Prompt> Reproduce the data below word for word, keeping every line as it appears.

Supplied data>
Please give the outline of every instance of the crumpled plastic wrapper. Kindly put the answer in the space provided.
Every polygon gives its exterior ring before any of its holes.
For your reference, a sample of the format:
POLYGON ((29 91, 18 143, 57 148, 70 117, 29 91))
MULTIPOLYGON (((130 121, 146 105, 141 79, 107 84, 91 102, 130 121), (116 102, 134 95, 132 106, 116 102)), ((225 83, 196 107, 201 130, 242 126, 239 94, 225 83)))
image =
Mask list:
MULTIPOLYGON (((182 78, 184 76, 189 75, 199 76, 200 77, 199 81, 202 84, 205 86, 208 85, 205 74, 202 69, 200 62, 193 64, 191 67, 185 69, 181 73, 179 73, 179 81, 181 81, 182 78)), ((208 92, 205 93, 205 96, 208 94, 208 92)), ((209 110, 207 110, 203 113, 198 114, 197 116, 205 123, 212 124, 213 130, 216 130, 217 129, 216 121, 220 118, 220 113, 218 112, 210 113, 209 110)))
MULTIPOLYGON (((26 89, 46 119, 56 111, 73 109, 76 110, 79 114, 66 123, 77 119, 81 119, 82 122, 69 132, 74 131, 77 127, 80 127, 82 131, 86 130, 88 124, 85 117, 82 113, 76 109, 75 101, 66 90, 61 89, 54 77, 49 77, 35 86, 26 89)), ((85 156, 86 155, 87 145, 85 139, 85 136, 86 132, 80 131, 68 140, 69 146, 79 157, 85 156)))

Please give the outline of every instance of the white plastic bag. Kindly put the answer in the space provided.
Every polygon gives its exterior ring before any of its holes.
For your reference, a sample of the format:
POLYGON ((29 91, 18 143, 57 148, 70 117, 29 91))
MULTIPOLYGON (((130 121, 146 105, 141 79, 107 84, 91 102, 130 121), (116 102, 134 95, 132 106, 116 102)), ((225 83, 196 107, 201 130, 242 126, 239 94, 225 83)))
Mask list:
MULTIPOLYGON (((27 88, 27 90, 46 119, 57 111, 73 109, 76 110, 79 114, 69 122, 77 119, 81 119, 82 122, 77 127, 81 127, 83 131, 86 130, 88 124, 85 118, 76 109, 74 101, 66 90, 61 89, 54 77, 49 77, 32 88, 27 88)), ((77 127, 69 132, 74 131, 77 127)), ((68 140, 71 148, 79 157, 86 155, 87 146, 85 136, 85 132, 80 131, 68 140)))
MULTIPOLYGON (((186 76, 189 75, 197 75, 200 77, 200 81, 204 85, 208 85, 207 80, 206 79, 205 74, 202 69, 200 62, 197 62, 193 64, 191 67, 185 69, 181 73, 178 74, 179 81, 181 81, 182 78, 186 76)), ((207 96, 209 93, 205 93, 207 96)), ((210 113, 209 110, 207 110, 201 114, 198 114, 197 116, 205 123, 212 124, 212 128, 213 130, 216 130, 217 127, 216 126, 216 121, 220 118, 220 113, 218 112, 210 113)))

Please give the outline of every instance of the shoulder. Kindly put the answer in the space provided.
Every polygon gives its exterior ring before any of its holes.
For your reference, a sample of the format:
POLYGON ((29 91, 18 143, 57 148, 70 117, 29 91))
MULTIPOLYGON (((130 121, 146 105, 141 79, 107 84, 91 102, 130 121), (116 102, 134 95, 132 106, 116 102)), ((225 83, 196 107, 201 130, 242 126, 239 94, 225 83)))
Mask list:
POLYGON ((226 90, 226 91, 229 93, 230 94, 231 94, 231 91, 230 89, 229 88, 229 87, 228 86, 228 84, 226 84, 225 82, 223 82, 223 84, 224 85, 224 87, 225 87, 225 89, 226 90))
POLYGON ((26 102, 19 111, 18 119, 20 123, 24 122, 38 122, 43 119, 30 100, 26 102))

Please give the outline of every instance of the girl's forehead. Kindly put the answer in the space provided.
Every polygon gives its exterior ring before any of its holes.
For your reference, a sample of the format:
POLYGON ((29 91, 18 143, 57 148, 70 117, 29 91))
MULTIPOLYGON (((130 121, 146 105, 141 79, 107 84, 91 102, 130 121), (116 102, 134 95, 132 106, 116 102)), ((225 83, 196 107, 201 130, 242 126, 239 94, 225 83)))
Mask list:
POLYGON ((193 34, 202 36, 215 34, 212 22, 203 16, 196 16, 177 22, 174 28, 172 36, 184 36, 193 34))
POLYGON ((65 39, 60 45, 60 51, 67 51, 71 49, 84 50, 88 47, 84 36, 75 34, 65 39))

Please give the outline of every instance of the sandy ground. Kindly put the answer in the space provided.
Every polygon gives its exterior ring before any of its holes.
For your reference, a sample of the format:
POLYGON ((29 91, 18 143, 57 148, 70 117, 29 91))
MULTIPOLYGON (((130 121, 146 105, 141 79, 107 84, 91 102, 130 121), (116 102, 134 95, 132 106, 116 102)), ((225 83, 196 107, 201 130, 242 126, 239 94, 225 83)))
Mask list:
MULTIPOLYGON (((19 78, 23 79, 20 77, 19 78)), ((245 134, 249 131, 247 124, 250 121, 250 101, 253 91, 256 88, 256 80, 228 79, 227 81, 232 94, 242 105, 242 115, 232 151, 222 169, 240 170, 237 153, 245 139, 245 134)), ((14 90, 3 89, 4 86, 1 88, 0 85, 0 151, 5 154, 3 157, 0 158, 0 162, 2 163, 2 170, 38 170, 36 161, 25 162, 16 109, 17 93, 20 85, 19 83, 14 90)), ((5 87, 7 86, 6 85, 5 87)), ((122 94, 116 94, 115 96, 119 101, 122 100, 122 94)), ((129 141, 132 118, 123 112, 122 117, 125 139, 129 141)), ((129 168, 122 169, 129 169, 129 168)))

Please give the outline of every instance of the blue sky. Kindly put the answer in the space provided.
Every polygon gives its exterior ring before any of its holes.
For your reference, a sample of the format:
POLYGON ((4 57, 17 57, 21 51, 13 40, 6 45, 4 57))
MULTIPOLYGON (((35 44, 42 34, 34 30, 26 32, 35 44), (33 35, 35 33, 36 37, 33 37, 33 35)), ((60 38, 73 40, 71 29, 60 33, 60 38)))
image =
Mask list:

Answer to the task>
Please give the outline of every instance of the crumpled plastic wrapper. Kindly put the answer in the space provided.
Every polygon gives its exterior ring before any of its holes.
For your reference, a sample of the format:
POLYGON ((29 91, 18 143, 57 148, 70 117, 29 91))
MULTIPOLYGON (((130 121, 146 105, 141 79, 107 84, 91 102, 130 121), (116 102, 134 95, 132 106, 116 102)), ((225 83, 196 107, 201 130, 242 126, 239 94, 225 83)))
image =
Mask list:
MULTIPOLYGON (((182 78, 184 76, 189 75, 199 76, 200 77, 199 81, 202 84, 205 86, 208 85, 205 74, 202 69, 200 62, 193 64, 191 67, 185 69, 181 73, 179 73, 179 81, 181 81, 182 78)), ((208 92, 205 93, 205 96, 208 94, 208 92)), ((209 110, 207 110, 203 113, 198 114, 197 116, 205 123, 212 124, 213 130, 216 130, 217 129, 216 121, 220 118, 220 113, 218 112, 210 113, 209 110)))
MULTIPOLYGON (((26 89, 46 119, 56 111, 73 109, 76 110, 79 114, 66 123, 77 119, 81 119, 82 122, 69 132, 74 131, 77 127, 80 127, 82 131, 86 130, 88 124, 85 117, 82 113, 76 109, 75 101, 66 90, 61 89, 54 77, 49 77, 35 86, 26 89)), ((85 156, 86 155, 87 145, 85 139, 85 136, 86 132, 80 131, 68 140, 69 146, 79 157, 85 156)))

Please give the outline of every instance of the white plastic bag. Kindly put the answer in the space provided.
Every polygon gives its exterior ring before any of its holes.
For your reference, a sample of the format:
POLYGON ((29 91, 18 143, 57 148, 70 117, 29 91))
MULTIPOLYGON (((130 121, 146 105, 141 79, 107 84, 91 102, 130 121), (116 102, 134 95, 132 106, 116 102)), ((225 83, 196 107, 201 130, 242 126, 239 94, 225 83)))
Mask list:
MULTIPOLYGON (((27 88, 27 90, 46 119, 57 111, 73 109, 76 110, 79 114, 69 122, 77 119, 81 119, 82 122, 77 127, 81 127, 83 131, 86 130, 88 124, 85 118, 76 109, 74 101, 66 90, 61 89, 54 77, 49 77, 32 88, 27 88)), ((77 127, 69 132, 74 131, 77 127)), ((68 140, 71 148, 79 157, 86 155, 87 146, 85 136, 85 132, 80 131, 68 140)))
MULTIPOLYGON (((186 76, 189 75, 197 75, 200 77, 200 81, 204 85, 208 85, 207 80, 206 79, 205 74, 202 69, 200 62, 197 62, 193 64, 191 67, 185 69, 181 73, 178 74, 179 81, 181 81, 182 78, 186 76)), ((207 96, 209 93, 205 93, 207 96)), ((210 113, 209 110, 207 110, 201 114, 198 114, 197 116, 205 123, 212 124, 212 128, 213 130, 216 130, 217 127, 216 126, 216 121, 220 118, 220 113, 218 112, 210 113)))

Please give the outline of every instance of the shoulder. Kindly put the answer in the space provided.
Every polygon gives its exterior ring before any of its holes.
For your reference, a sample of the format:
POLYGON ((29 91, 18 143, 57 148, 70 117, 29 91))
MULTIPOLYGON (((130 121, 146 105, 141 79, 107 84, 91 102, 130 121), (116 102, 134 95, 132 106, 116 102)), ((225 83, 196 107, 201 130, 242 126, 239 94, 225 83)))
Mask list:
POLYGON ((226 90, 226 91, 229 93, 230 94, 231 94, 231 91, 230 89, 229 88, 229 87, 228 86, 228 84, 226 84, 225 82, 223 82, 223 84, 224 85, 224 87, 225 87, 225 89, 226 90))
POLYGON ((26 102, 19 111, 18 119, 20 123, 24 122, 38 122, 43 119, 30 100, 26 102))

Please give the outline of every instance of the girl's forehead. Kindly put the answer in the space provided.
Every polygon gives its exterior ring before any of its holes.
For your reference, a sample of the format:
POLYGON ((29 91, 18 143, 57 148, 70 117, 29 91))
MULTIPOLYGON (((130 121, 146 105, 141 79, 107 84, 91 102, 130 121), (116 102, 134 95, 132 106, 116 102)), ((225 83, 196 107, 201 130, 242 126, 239 94, 225 83)))
Mask list:
POLYGON ((193 34, 202 36, 215 34, 212 22, 203 16, 196 16, 177 22, 174 28, 172 36, 184 36, 193 34))
POLYGON ((65 39, 60 45, 60 51, 67 51, 71 49, 84 50, 88 47, 84 36, 75 34, 65 39))

Please give the outline of every instance of the sandy ground. Kindly put the answer in the space provided.
Every polygon gives its exterior ring before any of its holes.
For your reference, a sample of the format:
POLYGON ((29 91, 18 143, 57 148, 70 117, 29 91))
MULTIPOLYGON (((130 121, 146 105, 141 79, 107 84, 91 102, 130 121), (116 102, 134 95, 132 106, 116 102)), ((225 83, 196 107, 201 130, 242 126, 239 94, 225 83)))
Mask list:
MULTIPOLYGON (((19 78, 23 79, 20 77, 19 78)), ((245 134, 249 131, 247 124, 250 121, 250 101, 253 91, 256 88, 256 80, 228 79, 227 81, 232 94, 242 105, 242 115, 232 151, 222 169, 240 170, 237 153, 245 139, 245 134)), ((14 90, 3 89, 4 86, 1 88, 0 85, 0 151, 5 154, 3 157, 0 158, 0 162, 2 163, 2 170, 38 170, 36 161, 25 162, 16 109, 17 93, 20 85, 19 83, 14 90)), ((5 87, 7 86, 6 85, 5 87)), ((122 94, 116 94, 115 96, 119 101, 122 100, 122 94)), ((129 141, 132 118, 123 112, 122 117, 125 139, 129 141)), ((129 168, 122 169, 129 169, 129 168)))

Please give the outline of every instance of the blue sky. Kindly put the answer in the space provided.
Every polygon gives its exterior ring before any of its holes.
For your reference, a sample of the format:
POLYGON ((4 57, 17 57, 21 51, 13 40, 6 45, 4 57))
MULTIPOLYGON (((35 44, 42 34, 34 30, 26 32, 35 44), (33 35, 35 33, 36 37, 33 37, 33 35)), ((60 38, 73 40, 71 29, 60 33, 60 38)))
image =
Mask list:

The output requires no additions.